__Exercise material__.
================================

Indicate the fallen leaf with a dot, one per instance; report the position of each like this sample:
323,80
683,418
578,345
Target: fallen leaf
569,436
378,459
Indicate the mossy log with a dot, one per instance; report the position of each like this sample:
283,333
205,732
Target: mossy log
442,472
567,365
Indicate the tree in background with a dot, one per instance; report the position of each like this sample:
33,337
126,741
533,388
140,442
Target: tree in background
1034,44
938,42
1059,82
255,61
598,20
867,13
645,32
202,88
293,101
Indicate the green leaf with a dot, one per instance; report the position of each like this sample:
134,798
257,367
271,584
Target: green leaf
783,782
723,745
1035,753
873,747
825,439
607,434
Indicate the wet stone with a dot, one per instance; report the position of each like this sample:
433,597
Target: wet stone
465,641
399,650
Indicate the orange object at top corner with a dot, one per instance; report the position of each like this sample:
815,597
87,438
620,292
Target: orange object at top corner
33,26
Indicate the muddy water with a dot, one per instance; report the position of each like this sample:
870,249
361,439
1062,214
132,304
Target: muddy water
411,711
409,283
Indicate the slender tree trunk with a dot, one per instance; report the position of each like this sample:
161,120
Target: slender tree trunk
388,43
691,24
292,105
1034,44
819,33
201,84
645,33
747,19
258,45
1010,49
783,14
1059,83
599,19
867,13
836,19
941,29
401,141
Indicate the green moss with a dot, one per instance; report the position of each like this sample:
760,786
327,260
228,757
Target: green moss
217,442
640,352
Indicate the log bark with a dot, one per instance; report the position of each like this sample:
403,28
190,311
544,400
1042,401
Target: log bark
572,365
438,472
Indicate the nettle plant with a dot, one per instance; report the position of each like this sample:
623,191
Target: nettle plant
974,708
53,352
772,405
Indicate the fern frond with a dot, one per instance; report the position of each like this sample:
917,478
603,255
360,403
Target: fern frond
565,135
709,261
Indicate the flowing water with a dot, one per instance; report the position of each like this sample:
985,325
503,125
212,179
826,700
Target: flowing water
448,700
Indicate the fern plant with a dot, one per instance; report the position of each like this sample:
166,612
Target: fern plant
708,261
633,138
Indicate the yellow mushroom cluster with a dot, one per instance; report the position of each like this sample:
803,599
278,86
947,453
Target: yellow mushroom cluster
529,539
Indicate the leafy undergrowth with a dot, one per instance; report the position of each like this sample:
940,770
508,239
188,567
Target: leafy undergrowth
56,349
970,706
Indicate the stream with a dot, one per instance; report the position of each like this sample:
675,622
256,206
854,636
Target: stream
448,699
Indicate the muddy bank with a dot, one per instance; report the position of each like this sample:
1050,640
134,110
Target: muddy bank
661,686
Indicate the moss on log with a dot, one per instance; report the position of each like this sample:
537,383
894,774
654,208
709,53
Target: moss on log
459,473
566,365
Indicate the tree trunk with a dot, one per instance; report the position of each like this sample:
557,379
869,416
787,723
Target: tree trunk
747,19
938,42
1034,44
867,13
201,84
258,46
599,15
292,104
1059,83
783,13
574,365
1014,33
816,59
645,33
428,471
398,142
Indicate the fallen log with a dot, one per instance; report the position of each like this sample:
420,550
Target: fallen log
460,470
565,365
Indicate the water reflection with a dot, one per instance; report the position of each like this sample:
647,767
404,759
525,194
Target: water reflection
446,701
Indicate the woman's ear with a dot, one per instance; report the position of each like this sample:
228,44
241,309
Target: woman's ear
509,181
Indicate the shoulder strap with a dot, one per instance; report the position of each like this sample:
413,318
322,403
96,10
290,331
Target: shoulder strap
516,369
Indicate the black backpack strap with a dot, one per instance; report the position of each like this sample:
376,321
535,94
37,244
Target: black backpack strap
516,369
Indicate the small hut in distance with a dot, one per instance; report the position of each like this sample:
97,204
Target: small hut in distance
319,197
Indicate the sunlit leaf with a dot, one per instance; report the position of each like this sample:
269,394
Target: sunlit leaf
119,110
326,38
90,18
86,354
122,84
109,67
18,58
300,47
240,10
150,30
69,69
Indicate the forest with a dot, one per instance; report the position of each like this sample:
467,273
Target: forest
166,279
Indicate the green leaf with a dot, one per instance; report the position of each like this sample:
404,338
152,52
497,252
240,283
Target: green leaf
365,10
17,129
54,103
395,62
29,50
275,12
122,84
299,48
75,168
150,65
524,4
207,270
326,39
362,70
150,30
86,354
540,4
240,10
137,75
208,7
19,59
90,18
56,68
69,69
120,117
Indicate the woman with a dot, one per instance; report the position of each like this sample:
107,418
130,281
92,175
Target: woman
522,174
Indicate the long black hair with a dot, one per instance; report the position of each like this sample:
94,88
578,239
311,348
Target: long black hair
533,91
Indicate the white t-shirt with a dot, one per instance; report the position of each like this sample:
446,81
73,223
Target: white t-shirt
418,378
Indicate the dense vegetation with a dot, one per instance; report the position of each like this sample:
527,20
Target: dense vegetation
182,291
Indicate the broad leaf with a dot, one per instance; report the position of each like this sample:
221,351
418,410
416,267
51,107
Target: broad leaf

================================

__What you are asked to do__. The answer should consist of all lines from the records above that hold the word "broad".

__Result of this exercise__.
Indicate the broad leaf with a dot, one per instance; report the position of each like this sample:
Target: broad leaf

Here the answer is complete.